Collected data
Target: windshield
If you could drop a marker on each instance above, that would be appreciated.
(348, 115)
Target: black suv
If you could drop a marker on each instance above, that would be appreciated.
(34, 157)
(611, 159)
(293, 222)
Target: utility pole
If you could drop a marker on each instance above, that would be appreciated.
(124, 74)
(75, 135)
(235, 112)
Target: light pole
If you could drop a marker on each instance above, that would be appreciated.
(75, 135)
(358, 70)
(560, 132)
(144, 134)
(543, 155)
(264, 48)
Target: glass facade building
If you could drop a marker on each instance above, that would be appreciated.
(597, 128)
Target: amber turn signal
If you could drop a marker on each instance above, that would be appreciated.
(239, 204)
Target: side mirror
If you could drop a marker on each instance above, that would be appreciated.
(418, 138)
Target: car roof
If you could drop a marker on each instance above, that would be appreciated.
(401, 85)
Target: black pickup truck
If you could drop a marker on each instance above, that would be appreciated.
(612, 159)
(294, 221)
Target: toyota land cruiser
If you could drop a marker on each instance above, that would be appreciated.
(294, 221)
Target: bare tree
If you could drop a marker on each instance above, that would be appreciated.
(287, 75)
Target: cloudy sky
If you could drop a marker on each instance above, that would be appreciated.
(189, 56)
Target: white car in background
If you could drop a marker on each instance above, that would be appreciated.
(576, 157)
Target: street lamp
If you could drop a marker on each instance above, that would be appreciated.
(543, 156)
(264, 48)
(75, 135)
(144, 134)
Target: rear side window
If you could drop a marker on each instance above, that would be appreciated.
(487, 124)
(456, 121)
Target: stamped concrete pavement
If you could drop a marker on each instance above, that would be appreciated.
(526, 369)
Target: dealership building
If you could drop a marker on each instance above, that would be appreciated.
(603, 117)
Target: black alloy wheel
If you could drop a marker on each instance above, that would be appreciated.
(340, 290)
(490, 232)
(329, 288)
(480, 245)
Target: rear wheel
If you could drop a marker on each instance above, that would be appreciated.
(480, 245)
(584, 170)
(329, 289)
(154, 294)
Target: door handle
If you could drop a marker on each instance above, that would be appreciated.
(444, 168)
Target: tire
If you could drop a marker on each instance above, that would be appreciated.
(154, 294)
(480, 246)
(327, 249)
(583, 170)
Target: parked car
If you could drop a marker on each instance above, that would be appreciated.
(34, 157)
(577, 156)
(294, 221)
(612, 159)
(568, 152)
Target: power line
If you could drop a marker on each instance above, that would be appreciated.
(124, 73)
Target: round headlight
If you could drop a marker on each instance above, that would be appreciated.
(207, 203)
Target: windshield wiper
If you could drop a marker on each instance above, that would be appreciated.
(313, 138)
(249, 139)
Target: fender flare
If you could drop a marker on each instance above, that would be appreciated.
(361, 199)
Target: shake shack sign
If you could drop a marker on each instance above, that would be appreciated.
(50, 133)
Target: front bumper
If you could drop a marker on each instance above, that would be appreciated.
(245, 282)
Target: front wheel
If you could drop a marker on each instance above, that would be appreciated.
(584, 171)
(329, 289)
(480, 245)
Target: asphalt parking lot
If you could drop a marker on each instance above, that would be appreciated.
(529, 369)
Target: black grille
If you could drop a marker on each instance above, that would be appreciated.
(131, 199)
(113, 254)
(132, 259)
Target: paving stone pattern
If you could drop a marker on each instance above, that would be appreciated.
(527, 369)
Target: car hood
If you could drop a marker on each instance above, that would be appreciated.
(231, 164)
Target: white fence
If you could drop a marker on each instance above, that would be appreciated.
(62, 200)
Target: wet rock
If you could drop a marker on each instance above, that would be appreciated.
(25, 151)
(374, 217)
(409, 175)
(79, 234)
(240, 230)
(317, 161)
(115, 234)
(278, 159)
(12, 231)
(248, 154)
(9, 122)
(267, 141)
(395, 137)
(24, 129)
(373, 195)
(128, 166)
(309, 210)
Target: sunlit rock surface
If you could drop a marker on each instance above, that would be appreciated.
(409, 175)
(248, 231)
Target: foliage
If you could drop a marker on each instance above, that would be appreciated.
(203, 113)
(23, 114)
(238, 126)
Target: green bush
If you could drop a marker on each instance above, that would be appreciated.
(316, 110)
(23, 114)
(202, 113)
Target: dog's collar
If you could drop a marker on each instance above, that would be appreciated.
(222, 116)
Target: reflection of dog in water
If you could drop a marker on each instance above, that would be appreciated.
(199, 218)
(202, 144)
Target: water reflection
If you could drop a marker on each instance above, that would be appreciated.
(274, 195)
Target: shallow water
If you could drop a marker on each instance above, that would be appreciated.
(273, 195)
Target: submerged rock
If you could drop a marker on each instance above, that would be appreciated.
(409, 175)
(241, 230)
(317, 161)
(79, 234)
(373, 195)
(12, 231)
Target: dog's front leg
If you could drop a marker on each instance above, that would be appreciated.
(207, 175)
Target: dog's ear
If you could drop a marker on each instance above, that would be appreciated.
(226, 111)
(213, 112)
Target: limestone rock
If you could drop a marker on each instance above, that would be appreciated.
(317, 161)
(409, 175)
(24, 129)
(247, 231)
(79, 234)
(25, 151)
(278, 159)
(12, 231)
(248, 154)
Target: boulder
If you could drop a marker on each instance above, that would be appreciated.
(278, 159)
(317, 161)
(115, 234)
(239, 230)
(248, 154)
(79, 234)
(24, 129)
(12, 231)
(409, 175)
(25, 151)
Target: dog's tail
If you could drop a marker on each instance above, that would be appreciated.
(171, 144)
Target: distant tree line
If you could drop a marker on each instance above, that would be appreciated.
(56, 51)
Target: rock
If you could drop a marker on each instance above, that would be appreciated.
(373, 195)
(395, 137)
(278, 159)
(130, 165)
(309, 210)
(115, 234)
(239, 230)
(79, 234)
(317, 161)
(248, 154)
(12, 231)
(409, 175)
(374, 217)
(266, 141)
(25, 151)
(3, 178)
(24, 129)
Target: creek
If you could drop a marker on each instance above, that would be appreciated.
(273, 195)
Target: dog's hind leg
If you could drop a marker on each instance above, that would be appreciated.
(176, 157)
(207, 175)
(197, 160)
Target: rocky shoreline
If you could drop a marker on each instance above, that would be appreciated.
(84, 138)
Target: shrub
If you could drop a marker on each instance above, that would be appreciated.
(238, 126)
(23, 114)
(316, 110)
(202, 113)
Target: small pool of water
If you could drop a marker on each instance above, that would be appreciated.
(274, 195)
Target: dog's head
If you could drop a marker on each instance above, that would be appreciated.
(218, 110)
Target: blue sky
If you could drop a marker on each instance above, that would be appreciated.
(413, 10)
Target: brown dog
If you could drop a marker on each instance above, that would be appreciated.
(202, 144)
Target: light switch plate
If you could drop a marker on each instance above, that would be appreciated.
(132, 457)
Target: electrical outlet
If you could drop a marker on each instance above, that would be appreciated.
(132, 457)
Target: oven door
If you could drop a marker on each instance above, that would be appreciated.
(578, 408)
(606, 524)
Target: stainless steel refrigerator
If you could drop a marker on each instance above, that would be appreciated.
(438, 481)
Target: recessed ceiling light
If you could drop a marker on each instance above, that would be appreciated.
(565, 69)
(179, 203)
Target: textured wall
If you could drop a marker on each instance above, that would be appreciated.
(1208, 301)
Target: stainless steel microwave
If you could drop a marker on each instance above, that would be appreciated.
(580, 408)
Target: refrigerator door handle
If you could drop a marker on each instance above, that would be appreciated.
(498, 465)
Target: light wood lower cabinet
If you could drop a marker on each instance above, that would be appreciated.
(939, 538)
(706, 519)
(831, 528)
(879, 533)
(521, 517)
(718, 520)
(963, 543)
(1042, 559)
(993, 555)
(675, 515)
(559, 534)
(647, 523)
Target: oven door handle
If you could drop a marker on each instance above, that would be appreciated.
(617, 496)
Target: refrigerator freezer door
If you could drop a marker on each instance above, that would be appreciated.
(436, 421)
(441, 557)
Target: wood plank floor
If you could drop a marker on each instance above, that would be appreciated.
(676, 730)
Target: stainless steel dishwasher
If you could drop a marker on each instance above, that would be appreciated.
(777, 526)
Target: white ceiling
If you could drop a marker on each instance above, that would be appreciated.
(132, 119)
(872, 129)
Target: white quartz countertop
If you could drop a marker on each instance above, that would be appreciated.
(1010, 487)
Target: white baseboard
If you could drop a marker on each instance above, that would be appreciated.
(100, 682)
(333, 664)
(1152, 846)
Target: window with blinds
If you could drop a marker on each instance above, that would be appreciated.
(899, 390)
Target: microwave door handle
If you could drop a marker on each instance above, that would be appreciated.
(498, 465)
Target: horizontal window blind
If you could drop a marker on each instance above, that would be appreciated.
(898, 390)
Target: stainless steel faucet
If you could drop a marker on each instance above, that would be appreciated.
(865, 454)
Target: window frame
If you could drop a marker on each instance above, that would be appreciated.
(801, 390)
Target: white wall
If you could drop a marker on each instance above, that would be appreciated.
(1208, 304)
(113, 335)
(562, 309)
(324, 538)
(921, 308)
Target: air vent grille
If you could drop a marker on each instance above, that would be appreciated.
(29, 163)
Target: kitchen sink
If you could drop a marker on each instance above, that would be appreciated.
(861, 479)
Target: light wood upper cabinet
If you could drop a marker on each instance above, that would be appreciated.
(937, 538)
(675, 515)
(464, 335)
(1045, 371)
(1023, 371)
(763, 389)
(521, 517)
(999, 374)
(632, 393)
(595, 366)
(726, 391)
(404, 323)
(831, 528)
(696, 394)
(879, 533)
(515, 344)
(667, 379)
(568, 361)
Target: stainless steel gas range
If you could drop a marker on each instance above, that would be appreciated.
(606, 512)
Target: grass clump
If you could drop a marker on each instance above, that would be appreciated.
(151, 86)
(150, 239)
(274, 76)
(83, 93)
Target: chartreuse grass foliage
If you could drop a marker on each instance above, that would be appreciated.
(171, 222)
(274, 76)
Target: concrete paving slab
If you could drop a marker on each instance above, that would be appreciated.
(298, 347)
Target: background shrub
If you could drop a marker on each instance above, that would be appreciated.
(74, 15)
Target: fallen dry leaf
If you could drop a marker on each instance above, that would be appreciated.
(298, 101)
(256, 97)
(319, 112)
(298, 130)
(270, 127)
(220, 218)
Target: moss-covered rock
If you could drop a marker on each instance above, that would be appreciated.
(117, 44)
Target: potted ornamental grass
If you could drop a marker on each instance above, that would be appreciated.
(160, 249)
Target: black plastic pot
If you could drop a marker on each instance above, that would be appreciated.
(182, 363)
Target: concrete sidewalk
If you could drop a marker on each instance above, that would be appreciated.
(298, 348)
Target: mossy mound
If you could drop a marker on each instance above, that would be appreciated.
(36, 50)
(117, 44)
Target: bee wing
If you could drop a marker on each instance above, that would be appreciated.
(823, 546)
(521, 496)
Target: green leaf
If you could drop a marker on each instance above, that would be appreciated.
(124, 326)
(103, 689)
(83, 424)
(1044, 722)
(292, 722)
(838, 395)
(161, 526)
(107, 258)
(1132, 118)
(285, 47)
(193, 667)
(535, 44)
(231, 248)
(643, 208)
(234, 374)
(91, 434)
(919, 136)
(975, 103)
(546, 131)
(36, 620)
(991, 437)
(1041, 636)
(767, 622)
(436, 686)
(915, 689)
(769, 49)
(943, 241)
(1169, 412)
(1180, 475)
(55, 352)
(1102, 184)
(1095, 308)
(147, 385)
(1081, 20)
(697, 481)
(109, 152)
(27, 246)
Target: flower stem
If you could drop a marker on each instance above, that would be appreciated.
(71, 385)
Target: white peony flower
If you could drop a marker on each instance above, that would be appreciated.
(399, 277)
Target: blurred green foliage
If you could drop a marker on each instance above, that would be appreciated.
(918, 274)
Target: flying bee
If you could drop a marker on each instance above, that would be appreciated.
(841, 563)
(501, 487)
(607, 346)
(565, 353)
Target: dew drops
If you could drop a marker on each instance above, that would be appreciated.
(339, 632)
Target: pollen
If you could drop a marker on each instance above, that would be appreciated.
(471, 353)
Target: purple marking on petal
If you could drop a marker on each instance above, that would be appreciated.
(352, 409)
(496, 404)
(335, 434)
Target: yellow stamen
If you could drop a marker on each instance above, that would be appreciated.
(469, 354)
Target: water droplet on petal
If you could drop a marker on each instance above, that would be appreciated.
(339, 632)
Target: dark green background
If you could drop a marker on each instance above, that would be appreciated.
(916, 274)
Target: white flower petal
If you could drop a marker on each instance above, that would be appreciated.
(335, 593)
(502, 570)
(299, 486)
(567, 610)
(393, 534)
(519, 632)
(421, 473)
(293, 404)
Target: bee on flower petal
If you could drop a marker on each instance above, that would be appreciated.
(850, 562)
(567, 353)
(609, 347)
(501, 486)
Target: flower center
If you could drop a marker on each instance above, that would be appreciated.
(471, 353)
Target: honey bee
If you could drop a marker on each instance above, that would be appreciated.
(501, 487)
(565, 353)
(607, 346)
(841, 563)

• _Exercise objective_
Return, word for word, the lines of the data above from the line with "Target: flying bee" through the line with "Target: pollen", inclusive.

• _Task output_
Target: flying bee
If you could drop a marker on each instance above, that would be appreciated.
(841, 563)
(501, 487)
(607, 346)
(565, 353)
Target: dew drops
If you could drop a marker on each instance above, that would be appreciated.
(339, 632)
Target: pollen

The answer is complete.